WHAT THIS TASK INVOLVES
Please print the data that follows, keeping every line exact.
───── THE RECORDS ─────
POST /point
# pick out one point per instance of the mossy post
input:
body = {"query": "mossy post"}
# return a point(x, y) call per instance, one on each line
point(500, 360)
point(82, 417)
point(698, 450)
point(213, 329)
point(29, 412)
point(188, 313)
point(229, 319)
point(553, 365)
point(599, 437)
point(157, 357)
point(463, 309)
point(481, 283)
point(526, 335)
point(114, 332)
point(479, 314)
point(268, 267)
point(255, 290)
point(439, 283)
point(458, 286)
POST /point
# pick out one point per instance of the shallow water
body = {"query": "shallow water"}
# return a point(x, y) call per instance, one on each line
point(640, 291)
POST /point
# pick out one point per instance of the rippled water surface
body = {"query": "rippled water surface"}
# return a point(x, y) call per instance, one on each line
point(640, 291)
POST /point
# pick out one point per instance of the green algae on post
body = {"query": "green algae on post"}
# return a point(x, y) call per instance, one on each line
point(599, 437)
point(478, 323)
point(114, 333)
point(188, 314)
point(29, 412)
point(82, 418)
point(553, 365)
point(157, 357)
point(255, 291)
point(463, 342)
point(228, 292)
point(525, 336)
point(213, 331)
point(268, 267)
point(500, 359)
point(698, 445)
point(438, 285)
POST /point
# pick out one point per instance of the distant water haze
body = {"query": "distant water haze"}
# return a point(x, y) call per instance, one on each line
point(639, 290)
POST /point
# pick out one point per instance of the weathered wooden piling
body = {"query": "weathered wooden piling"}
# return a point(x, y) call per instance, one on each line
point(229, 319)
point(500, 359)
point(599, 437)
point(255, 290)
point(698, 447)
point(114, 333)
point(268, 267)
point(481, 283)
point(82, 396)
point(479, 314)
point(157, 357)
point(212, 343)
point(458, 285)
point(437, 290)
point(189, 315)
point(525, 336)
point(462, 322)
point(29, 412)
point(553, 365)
─────
ANSWER TO THIS EXERCISE
POST /point
# pick out one point per instance of the mossy post
input:
body = {"query": "mossy post"}
# return a point(x, y) call per instance, one on each line
point(500, 360)
point(82, 417)
point(698, 450)
point(213, 329)
point(29, 412)
point(188, 313)
point(229, 319)
point(553, 365)
point(599, 437)
point(157, 357)
point(463, 309)
point(481, 283)
point(526, 335)
point(114, 332)
point(479, 314)
point(268, 267)
point(255, 290)
point(439, 283)
point(458, 286)
POST /point
# pick out one point per instance of the shallow water
body = {"query": "shallow water"}
# return a point(x, y) call per instance, one on each line
point(640, 291)
POST /point
# pick out one point per instance of the rippled water surface
body = {"query": "rippled water surface"}
# return a point(x, y) call per instance, one on each line
point(640, 291)
POST /point
# pick out one point per instance of the green algae on post
body = {"query": "green algae on post"}
# return a point(x, y) call per instance, one on each line
point(599, 437)
point(478, 323)
point(114, 333)
point(188, 314)
point(29, 412)
point(82, 418)
point(553, 365)
point(157, 357)
point(255, 291)
point(463, 342)
point(228, 292)
point(525, 336)
point(213, 331)
point(268, 267)
point(500, 359)
point(698, 445)
point(438, 285)
POST /point
# pick out one point per instance of the distant water haze
body = {"query": "distant water haze"}
# return a point(x, y) call per instance, one on each line
point(639, 290)
POST /point
# pick out one point per instance of the weathered wooden piling
body = {"query": "weathered wooden piling"}
# return a point(x, y) call per instance, one on each line
point(229, 319)
point(500, 359)
point(599, 437)
point(255, 290)
point(698, 447)
point(114, 333)
point(268, 267)
point(481, 283)
point(82, 396)
point(479, 314)
point(157, 357)
point(212, 343)
point(458, 285)
point(437, 290)
point(189, 315)
point(525, 336)
point(462, 322)
point(29, 412)
point(553, 365)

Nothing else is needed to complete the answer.